What you have to do >> Every record below should be printed exactly as given.

*** Given records ***

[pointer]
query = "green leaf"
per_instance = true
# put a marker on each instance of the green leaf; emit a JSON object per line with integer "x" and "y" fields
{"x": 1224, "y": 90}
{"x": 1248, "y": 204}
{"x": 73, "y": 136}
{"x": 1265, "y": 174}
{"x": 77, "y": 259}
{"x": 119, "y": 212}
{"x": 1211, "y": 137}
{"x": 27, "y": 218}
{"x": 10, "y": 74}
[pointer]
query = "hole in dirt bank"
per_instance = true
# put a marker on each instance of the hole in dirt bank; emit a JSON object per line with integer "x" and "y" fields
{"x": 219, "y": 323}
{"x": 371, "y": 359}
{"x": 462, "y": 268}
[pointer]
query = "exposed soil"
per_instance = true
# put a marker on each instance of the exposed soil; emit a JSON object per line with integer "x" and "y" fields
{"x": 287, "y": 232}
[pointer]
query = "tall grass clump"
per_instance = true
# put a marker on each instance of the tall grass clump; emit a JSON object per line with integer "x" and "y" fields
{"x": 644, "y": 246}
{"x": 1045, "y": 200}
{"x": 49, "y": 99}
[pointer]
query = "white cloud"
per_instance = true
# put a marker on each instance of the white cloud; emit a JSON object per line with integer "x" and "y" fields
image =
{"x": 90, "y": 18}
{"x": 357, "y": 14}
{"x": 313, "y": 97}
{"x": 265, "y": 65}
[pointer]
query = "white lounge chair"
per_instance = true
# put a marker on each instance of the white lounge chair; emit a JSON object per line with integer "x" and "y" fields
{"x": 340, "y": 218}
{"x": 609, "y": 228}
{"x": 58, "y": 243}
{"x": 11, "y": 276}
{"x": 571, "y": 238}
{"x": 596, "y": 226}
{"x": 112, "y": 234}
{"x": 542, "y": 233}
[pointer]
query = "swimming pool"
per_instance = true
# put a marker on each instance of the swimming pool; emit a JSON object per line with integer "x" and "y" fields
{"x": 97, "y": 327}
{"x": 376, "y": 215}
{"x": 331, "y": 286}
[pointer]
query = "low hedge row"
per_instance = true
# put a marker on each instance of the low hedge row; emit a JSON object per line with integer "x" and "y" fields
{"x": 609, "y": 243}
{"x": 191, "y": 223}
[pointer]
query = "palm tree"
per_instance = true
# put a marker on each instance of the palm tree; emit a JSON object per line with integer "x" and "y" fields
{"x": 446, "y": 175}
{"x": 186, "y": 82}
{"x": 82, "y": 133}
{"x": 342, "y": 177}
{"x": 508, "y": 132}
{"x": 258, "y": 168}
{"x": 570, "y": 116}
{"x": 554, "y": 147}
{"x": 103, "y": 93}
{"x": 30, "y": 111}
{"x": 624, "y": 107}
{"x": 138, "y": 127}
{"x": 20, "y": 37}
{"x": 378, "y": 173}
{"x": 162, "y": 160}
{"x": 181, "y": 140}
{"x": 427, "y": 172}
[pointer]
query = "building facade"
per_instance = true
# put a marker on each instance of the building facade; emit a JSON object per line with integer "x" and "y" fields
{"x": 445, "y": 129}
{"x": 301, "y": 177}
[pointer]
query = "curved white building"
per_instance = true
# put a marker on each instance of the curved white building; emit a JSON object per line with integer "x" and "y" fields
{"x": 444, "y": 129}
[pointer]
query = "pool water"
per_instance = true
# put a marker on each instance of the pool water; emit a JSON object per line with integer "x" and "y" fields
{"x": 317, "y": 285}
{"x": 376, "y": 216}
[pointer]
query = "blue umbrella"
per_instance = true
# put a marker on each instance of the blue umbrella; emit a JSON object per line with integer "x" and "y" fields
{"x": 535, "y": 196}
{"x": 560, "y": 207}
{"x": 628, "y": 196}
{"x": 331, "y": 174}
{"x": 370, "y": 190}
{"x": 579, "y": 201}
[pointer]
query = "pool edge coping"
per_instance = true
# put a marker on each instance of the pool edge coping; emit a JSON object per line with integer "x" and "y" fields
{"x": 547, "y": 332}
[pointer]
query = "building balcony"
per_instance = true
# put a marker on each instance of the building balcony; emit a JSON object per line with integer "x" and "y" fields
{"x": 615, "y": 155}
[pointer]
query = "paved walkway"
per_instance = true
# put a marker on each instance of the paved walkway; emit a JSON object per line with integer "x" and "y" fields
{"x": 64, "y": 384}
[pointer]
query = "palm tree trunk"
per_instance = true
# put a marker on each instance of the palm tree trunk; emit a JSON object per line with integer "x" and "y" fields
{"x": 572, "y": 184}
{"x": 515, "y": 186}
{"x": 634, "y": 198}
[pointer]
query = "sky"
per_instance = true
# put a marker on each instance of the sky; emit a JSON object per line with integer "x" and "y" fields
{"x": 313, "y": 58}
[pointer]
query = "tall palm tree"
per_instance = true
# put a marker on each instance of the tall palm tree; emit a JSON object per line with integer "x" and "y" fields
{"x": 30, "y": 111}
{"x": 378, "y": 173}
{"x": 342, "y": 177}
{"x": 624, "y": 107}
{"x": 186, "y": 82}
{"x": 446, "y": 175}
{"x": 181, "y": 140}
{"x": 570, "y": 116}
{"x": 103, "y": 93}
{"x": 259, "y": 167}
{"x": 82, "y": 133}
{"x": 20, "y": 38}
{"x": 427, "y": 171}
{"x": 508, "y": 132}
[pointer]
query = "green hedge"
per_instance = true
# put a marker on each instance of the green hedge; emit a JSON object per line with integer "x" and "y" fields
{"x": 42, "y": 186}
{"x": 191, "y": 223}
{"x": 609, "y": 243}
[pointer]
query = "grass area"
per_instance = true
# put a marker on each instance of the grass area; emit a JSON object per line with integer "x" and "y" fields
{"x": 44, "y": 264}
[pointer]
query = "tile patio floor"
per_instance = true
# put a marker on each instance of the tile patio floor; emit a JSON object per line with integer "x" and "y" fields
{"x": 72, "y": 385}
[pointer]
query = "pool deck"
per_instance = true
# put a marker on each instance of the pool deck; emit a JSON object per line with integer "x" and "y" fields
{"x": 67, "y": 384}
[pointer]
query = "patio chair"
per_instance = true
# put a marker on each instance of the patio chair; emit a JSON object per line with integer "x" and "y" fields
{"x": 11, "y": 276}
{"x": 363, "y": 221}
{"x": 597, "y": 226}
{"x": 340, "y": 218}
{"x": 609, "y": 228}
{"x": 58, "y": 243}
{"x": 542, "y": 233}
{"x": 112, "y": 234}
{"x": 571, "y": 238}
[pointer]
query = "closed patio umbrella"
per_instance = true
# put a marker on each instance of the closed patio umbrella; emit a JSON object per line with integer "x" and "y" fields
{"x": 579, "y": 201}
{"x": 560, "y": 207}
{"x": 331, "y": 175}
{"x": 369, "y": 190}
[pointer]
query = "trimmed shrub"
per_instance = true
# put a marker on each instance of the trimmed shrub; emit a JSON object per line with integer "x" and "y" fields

***

The solution >>
[pointer]
query = "green leaf"
per_instance = true
# put a marker on each instance of the green leaf; emit a JSON object per line with integer "x" and "y" fields
{"x": 1224, "y": 90}
{"x": 1248, "y": 204}
{"x": 73, "y": 136}
{"x": 1265, "y": 174}
{"x": 77, "y": 259}
{"x": 119, "y": 212}
{"x": 1211, "y": 137}
{"x": 27, "y": 218}
{"x": 10, "y": 74}
[pointer]
query = "hole in dirt bank"
per_instance = true
# put a marker on each instance of the hole in dirt bank; emit a JSON object per line with integer "x" and "y" fields
{"x": 219, "y": 323}
{"x": 371, "y": 359}
{"x": 462, "y": 268}
[pointer]
query = "exposed soil"
per_instance = true
# put a marker on each instance of the exposed soil; emit a JSON object per line with integer "x" and "y" fields
{"x": 287, "y": 232}
[pointer]
query = "tall grass clump"
per_instance = true
# put a marker on each instance of the tall grass clump; emit a JSON object per line with integer "x" and "y" fields
{"x": 644, "y": 246}
{"x": 1045, "y": 200}
{"x": 49, "y": 99}
[pointer]
query = "white cloud"
per_instance = true
# put a marker on each instance of the white cloud; emit a JSON object per line with integer "x" and "y" fields
image =
{"x": 90, "y": 18}
{"x": 357, "y": 14}
{"x": 313, "y": 97}
{"x": 265, "y": 65}
[pointer]
query = "white lounge chair"
per_instance = true
# put a marker on each instance of the white lounge chair; emit a JSON object per line with integer "x" and "y" fields
{"x": 340, "y": 218}
{"x": 609, "y": 228}
{"x": 58, "y": 243}
{"x": 11, "y": 276}
{"x": 571, "y": 238}
{"x": 596, "y": 226}
{"x": 112, "y": 234}
{"x": 542, "y": 233}
[pointer]
query = "swimming pool"
per_instance = true
# put a marker on each instance of the swimming pool; emit a JSON object per line with integer "x" and "y" fields
{"x": 97, "y": 327}
{"x": 376, "y": 215}
{"x": 331, "y": 286}
[pointer]
query = "low hedge row"
per_instance = true
# put a marker on each instance of the low hedge row; emit a JSON object per line with integer "x" and "y" fields
{"x": 609, "y": 243}
{"x": 191, "y": 223}
[pointer]
query = "palm tree"
per_instance = true
# put a marker on each instance of the palm tree; emit a JSON object per line with integer "x" and "y" fields
{"x": 446, "y": 175}
{"x": 186, "y": 82}
{"x": 82, "y": 133}
{"x": 342, "y": 177}
{"x": 508, "y": 132}
{"x": 258, "y": 168}
{"x": 570, "y": 116}
{"x": 554, "y": 147}
{"x": 103, "y": 93}
{"x": 30, "y": 111}
{"x": 624, "y": 107}
{"x": 138, "y": 127}
{"x": 20, "y": 37}
{"x": 378, "y": 173}
{"x": 162, "y": 160}
{"x": 181, "y": 140}
{"x": 427, "y": 172}
[pointer]
query = "building facade"
per_instance = true
# put a marker on each instance of the building facade; emit a JSON object per line with integer "x" and "y" fields
{"x": 445, "y": 129}
{"x": 301, "y": 177}
[pointer]
query = "curved white building"
per_instance = true
# put a marker on each instance of the curved white building; emit a JSON object per line with integer "x" and "y" fields
{"x": 444, "y": 129}
[pointer]
query = "pool water"
per_instance = true
# put a marker on each instance of the pool water; emit a JSON object per line with integer "x" and "y" fields
{"x": 317, "y": 285}
{"x": 376, "y": 216}
[pointer]
query = "blue umbrella"
per_instance = true
# put a marker on each instance of the blue umbrella; emit a JSON object per line with integer "x" and "y" fields
{"x": 535, "y": 196}
{"x": 560, "y": 207}
{"x": 628, "y": 196}
{"x": 331, "y": 174}
{"x": 370, "y": 190}
{"x": 579, "y": 201}
[pointer]
query = "pool edge coping"
per_instance = true
# put a marker on each instance of the pool edge coping; emit a JSON object per line with integer "x" and "y" fields
{"x": 547, "y": 332}
[pointer]
query = "building balcony"
per_instance = true
# put a marker on each instance of the building balcony; emit a JSON object per line with integer "x" and "y" fields
{"x": 615, "y": 155}
[pointer]
query = "paved walkway"
per_instance = true
# put a marker on each instance of the paved walkway; emit a JSON object per line with integer "x" and "y" fields
{"x": 64, "y": 384}
[pointer]
query = "palm tree trunk"
per_instance = true
# put a marker on each instance of the palm tree trunk; emit a JSON object per line with integer "x" and "y" fields
{"x": 572, "y": 184}
{"x": 515, "y": 186}
{"x": 634, "y": 198}
[pointer]
query = "sky"
per_instance = true
# put a marker on each instance of the sky; emit a JSON object per line with integer "x" and "y" fields
{"x": 313, "y": 58}
[pointer]
query = "tall palm tree"
per_instance = true
# put a marker on each instance of the tall palm tree; emit a JSON object per line with integer "x" and "y" fields
{"x": 30, "y": 111}
{"x": 378, "y": 173}
{"x": 342, "y": 177}
{"x": 624, "y": 107}
{"x": 186, "y": 82}
{"x": 446, "y": 175}
{"x": 181, "y": 140}
{"x": 570, "y": 116}
{"x": 103, "y": 93}
{"x": 259, "y": 167}
{"x": 82, "y": 133}
{"x": 20, "y": 38}
{"x": 427, "y": 171}
{"x": 508, "y": 132}
[pointer]
query = "green hedge"
per_instance = true
# put a marker on each instance of the green hedge; emit a JSON object per line with integer "x" and "y" fields
{"x": 42, "y": 186}
{"x": 191, "y": 223}
{"x": 609, "y": 243}
[pointer]
query = "grass area"
per_instance = true
# put a marker on each instance of the grass area; emit a JSON object per line with integer "x" and "y" fields
{"x": 44, "y": 264}
[pointer]
query = "tile patio floor"
per_instance = true
# put a marker on each instance of the tile patio floor; emit a JSON object per line with integer "x" and "y" fields
{"x": 72, "y": 385}
[pointer]
query = "pool deck"
per_instance = true
# put a marker on each instance of the pool deck; emit a JSON object per line with integer "x" and "y" fields
{"x": 67, "y": 384}
[pointer]
query = "patio chair"
per_instance = true
# put a marker on each instance of the patio chair; emit a JSON object per line with integer "x" and "y" fields
{"x": 11, "y": 276}
{"x": 363, "y": 221}
{"x": 597, "y": 226}
{"x": 340, "y": 218}
{"x": 609, "y": 228}
{"x": 58, "y": 243}
{"x": 542, "y": 233}
{"x": 112, "y": 234}
{"x": 571, "y": 238}
[pointer]
query = "closed patio umbrella"
per_instance = true
# put a marker on each instance of the closed patio umbrella; emit a JSON object per line with integer "x" and "y" fields
{"x": 579, "y": 201}
{"x": 560, "y": 207}
{"x": 331, "y": 175}
{"x": 369, "y": 190}
[pointer]
query = "trimmed shrub"
per_instance = true
# put a marker on each instance of the trimmed shrub; emit a JSON object per line with integer "x" and "y" fields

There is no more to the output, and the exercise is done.